▶ [The problem] Reproduce the rows word for word, from the line containing "# test: locate the halter" through the last line of the rows, with both ends included.

[Coordinate annotation entries]
● ● ● ● ● ● ●

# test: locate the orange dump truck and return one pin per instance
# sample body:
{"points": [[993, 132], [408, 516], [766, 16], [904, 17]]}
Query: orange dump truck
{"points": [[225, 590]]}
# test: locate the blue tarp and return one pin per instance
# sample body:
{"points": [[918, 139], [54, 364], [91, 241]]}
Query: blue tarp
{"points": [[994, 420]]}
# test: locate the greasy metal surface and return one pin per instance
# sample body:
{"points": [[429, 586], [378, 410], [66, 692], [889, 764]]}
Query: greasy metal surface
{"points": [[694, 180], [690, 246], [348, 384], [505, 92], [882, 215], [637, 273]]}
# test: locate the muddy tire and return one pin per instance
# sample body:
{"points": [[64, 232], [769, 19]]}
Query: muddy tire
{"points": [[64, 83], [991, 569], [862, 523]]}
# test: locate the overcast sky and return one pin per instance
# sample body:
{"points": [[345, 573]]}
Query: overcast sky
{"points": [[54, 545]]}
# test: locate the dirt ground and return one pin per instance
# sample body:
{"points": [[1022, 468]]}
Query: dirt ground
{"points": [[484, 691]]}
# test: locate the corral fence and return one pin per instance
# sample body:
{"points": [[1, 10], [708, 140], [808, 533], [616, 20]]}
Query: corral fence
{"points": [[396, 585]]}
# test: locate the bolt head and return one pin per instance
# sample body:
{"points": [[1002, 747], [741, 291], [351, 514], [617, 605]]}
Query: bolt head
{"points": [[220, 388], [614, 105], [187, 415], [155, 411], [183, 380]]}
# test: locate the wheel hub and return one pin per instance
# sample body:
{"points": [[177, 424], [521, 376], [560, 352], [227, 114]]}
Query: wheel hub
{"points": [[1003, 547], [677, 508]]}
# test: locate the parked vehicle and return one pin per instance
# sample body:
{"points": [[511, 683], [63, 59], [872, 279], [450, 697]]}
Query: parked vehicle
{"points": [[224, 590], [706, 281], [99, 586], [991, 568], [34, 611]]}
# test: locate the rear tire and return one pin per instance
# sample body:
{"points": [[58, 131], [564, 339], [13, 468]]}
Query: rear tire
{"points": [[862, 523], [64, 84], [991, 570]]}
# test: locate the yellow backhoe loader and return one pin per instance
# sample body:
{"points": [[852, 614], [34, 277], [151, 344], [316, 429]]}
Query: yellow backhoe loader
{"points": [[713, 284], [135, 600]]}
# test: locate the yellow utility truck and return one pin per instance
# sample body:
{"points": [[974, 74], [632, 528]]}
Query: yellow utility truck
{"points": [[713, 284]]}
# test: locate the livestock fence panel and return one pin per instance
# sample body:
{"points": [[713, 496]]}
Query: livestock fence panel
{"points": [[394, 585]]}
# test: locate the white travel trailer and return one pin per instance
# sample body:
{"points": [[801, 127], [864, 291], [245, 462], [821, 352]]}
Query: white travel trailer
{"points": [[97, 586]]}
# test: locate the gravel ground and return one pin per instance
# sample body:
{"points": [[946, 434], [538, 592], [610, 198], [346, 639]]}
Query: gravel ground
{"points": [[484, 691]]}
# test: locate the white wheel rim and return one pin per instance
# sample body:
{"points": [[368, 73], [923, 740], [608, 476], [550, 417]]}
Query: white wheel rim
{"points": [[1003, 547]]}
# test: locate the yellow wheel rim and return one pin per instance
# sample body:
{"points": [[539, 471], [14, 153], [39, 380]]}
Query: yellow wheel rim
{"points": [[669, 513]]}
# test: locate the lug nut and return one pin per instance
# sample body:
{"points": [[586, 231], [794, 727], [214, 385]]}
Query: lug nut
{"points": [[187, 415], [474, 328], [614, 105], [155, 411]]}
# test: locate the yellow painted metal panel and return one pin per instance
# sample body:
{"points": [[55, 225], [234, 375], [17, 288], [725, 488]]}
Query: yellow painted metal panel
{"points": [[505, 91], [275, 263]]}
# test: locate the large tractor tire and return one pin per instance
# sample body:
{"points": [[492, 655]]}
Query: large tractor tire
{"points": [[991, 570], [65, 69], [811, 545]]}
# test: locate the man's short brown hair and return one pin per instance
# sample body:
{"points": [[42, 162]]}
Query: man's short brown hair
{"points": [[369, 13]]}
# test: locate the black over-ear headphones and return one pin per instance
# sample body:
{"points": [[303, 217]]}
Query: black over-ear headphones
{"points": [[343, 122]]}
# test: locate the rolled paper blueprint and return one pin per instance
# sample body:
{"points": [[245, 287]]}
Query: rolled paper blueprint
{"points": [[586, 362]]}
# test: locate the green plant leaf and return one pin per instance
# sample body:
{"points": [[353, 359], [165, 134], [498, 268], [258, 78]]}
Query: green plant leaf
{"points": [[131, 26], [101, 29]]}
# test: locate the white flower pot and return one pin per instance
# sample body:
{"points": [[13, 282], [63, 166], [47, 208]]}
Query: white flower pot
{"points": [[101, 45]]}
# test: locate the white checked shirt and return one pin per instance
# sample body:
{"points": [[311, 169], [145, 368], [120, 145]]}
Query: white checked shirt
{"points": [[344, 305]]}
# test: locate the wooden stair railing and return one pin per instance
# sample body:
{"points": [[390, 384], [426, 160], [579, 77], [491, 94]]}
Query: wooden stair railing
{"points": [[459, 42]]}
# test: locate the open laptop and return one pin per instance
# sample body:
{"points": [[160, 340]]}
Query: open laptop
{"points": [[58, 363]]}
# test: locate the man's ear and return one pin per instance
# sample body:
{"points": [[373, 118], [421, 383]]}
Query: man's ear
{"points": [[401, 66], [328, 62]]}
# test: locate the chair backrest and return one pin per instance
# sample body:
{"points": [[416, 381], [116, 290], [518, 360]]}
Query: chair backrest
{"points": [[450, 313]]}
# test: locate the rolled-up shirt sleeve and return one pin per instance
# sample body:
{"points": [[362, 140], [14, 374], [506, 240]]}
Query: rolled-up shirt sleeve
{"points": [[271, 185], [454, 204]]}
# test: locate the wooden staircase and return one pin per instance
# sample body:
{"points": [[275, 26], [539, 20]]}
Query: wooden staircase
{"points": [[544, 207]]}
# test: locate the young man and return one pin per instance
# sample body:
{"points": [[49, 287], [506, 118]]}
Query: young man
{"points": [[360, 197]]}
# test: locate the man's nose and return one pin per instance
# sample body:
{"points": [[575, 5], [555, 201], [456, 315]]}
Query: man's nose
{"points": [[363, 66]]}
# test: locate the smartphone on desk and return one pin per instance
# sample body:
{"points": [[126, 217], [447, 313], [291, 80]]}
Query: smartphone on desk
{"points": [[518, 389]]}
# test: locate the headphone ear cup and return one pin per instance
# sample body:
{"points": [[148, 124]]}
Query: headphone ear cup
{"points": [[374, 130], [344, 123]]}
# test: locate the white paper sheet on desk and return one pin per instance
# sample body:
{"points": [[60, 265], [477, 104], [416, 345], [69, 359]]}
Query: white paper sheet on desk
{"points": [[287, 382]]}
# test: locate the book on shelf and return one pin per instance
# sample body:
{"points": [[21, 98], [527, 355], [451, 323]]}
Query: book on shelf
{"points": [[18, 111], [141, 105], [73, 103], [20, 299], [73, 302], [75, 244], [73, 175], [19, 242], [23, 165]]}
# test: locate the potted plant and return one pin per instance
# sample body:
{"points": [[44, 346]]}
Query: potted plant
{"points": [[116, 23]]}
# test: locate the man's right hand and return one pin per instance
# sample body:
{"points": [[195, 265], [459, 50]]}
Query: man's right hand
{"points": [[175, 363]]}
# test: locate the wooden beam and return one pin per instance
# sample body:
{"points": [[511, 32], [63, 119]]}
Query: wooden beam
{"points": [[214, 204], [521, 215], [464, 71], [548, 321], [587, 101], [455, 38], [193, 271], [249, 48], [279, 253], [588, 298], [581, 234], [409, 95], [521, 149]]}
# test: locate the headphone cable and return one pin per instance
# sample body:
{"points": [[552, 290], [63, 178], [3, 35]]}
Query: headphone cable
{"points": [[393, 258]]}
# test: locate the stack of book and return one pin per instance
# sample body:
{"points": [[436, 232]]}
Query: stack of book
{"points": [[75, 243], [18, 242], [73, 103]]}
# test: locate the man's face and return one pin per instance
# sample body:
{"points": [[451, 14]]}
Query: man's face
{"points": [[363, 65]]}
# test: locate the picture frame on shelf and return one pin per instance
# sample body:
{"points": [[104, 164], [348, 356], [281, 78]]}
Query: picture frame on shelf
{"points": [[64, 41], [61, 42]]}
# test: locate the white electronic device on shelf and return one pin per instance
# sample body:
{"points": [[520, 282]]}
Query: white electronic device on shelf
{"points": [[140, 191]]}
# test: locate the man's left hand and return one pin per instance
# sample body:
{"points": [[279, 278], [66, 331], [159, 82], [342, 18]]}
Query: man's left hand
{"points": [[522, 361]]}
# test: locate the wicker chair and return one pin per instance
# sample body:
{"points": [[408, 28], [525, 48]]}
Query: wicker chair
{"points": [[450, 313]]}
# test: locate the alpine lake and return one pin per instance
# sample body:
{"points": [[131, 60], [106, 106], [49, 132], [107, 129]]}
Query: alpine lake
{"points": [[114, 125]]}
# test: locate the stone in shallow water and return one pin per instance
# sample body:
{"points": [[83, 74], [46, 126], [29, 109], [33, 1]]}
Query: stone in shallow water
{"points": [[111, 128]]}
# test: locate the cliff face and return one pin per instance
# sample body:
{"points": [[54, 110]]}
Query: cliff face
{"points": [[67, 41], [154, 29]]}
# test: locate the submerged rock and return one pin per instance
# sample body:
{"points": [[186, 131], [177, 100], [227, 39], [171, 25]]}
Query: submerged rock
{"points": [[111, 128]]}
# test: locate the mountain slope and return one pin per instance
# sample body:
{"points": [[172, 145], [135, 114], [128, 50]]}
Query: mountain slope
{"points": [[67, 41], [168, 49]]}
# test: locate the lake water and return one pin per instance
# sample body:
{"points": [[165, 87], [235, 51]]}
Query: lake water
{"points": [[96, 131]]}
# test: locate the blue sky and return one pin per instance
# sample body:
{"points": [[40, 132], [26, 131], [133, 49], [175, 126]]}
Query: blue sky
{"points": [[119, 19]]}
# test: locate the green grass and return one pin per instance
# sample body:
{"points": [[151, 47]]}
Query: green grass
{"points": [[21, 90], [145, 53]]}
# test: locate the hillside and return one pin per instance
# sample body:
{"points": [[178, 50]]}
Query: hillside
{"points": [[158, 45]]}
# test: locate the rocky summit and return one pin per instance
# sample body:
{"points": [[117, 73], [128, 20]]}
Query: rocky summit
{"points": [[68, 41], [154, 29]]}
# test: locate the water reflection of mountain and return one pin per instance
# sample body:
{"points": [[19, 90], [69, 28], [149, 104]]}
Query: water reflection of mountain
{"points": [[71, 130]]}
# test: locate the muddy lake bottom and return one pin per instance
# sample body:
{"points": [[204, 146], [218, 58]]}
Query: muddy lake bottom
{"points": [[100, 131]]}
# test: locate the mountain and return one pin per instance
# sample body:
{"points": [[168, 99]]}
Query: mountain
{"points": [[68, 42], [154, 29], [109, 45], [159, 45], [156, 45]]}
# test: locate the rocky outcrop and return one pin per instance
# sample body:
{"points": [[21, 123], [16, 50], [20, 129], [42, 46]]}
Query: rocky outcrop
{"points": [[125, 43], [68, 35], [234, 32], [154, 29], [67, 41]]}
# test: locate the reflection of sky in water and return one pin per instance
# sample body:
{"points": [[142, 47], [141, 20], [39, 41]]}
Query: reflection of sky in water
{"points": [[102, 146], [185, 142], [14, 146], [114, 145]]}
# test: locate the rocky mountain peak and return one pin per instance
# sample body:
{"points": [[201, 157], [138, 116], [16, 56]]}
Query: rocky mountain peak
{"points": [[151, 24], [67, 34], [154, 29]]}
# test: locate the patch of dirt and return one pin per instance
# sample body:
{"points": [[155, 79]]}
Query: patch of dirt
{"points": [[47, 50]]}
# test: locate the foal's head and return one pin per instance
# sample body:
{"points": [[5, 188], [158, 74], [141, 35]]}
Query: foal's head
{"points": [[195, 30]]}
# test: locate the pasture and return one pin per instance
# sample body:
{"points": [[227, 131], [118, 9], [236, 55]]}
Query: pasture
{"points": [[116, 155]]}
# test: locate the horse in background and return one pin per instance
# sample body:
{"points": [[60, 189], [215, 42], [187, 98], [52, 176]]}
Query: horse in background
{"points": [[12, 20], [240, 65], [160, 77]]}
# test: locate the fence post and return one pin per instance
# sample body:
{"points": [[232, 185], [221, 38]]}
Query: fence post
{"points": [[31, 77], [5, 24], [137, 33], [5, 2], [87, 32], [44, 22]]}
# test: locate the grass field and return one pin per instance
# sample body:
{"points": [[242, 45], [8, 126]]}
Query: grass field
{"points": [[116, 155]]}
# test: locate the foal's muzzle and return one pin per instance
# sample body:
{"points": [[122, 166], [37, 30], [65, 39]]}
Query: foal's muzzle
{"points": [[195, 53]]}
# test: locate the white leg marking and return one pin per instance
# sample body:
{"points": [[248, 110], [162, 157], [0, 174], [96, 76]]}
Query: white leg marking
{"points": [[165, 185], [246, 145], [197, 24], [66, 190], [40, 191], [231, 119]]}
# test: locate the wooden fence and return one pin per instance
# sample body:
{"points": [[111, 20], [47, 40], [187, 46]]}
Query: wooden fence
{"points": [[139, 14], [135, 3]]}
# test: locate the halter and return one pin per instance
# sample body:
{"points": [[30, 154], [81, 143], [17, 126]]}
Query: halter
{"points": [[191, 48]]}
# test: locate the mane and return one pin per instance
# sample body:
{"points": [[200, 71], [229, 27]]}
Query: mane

● ● ● ● ● ● ●

▶ [Result for this exercise]
# test: locate the halter and return one pin per instance
# sample body:
{"points": [[30, 154], [81, 143], [17, 126]]}
Query: halter
{"points": [[191, 48]]}
# test: locate the mane and return one pin per instance
# sample body:
{"points": [[200, 71], [229, 27]]}
Query: mane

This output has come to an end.